## Task to carry out
Copy the data below, starting with the line with "Task: find the man" and going on through the line with "point(355, 629)", substituting "put a dot" for every "place a marker" and leaving all else as it is. Give back only those lines.

## Records for this task
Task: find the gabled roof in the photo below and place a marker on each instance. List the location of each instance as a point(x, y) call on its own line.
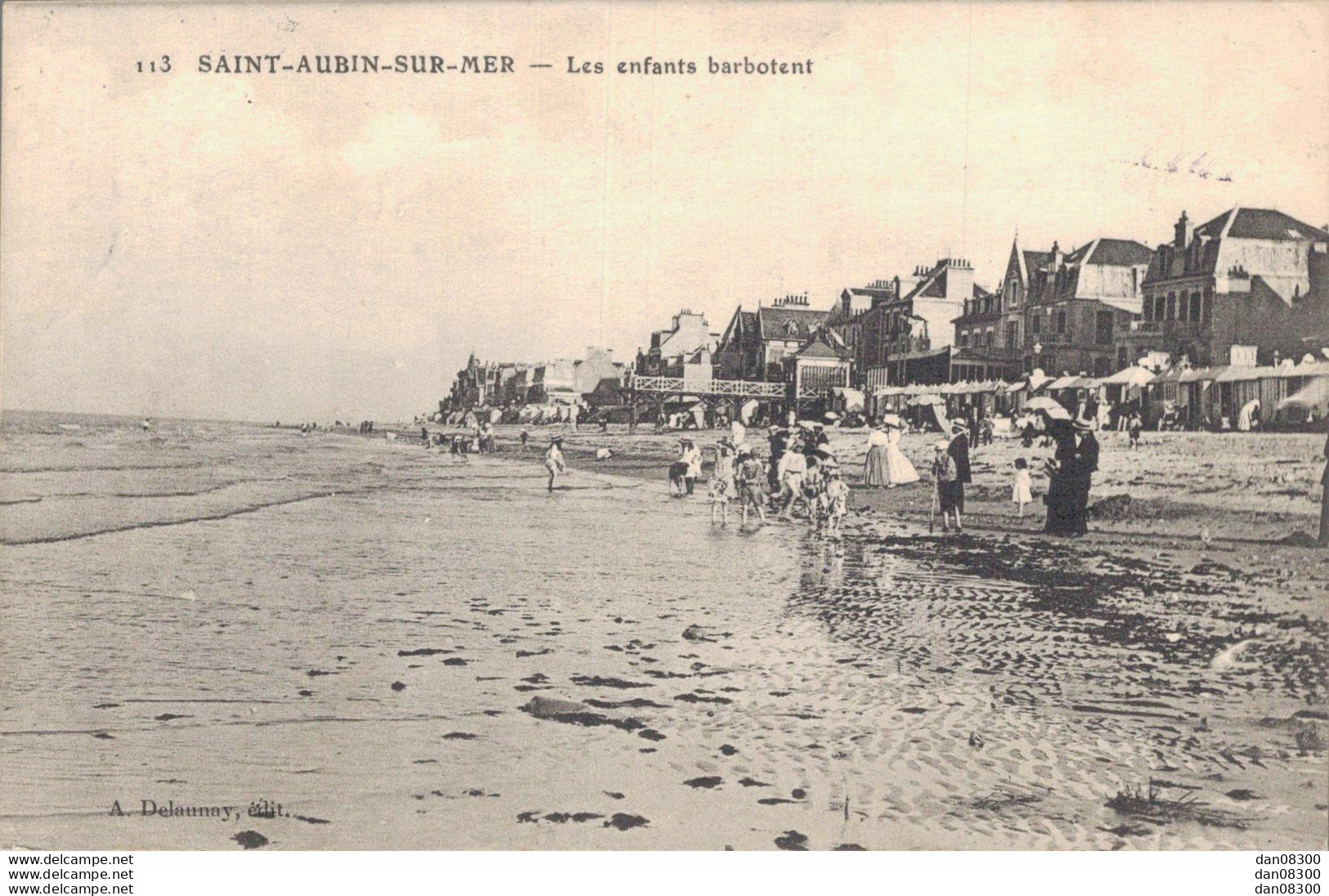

* * *

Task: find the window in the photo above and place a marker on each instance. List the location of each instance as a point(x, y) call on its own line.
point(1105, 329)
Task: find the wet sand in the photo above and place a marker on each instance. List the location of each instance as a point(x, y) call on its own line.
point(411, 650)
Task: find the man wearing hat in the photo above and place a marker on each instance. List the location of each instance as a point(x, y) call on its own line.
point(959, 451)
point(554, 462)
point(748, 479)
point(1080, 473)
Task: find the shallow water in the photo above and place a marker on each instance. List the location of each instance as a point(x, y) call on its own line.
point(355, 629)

## Solution for this exercise
Task: find the man wearing hat in the photo above and put a dot on each instance. List the location of each instance as a point(x, y) call on its own line.
point(959, 451)
point(554, 462)
point(748, 479)
point(1080, 473)
Task: find the shallow water in the photo above and put a dot on each instance. List the location of each instance as a point(x, y) call on its own line.
point(355, 629)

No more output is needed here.